* **Problem**: Take the line containing "One point belongs on each instance of the bowl rim." and every line after it in the data below, and print them exactly as given, with nothing else.

### Stored rows

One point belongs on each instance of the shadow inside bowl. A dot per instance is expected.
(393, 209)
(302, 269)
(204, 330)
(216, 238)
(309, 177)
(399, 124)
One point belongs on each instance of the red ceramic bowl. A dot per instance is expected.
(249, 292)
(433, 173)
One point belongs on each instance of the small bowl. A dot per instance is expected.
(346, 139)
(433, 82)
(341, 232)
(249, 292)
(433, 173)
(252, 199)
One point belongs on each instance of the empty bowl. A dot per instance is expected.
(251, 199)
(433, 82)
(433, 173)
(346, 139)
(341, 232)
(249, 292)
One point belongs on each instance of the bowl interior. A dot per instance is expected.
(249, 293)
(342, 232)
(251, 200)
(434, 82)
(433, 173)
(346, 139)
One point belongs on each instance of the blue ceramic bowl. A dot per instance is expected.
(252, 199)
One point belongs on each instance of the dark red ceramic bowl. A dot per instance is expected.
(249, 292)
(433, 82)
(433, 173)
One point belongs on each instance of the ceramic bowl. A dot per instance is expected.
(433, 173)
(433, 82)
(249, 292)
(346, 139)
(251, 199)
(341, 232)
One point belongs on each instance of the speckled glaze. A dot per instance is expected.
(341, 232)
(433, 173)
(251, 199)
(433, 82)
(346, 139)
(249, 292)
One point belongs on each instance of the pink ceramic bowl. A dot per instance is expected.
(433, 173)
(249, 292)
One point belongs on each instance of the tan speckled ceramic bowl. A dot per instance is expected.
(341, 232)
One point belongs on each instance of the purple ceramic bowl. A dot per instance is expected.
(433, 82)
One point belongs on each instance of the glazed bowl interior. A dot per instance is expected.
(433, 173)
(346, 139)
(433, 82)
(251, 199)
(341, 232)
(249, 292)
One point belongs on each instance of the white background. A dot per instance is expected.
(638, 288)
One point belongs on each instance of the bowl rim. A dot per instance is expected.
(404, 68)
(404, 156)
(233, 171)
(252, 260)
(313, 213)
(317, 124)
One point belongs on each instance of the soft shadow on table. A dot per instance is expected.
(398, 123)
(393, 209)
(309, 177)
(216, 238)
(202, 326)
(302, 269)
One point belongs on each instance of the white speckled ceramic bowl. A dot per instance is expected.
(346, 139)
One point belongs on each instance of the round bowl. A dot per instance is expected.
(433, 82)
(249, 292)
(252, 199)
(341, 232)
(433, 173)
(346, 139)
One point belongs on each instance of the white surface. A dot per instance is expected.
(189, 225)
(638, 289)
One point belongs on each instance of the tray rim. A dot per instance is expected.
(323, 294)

######

* **Correct output**:
One point belongs on each instance of the bowl rim. A dot per instance is expected.
(404, 68)
(404, 156)
(233, 171)
(252, 260)
(313, 213)
(317, 124)
One point belongs on each instance of the soft shadow on table. A dot per instance is expected.
(398, 123)
(393, 209)
(309, 177)
(216, 238)
(202, 326)
(302, 269)
One point belongs on each instance of the white speckled ceramic bowl. A dot per instance is expected.
(346, 139)
One point belongs on each instance of the round bowl. A dot per instance is expected.
(433, 82)
(249, 292)
(252, 199)
(341, 232)
(433, 173)
(346, 139)
One point belongs on each instance of the white surface. A dot per instance is expected.
(189, 225)
(638, 289)
One point belongs on each instance of the tray rim. A dot per instance is expected.
(323, 294)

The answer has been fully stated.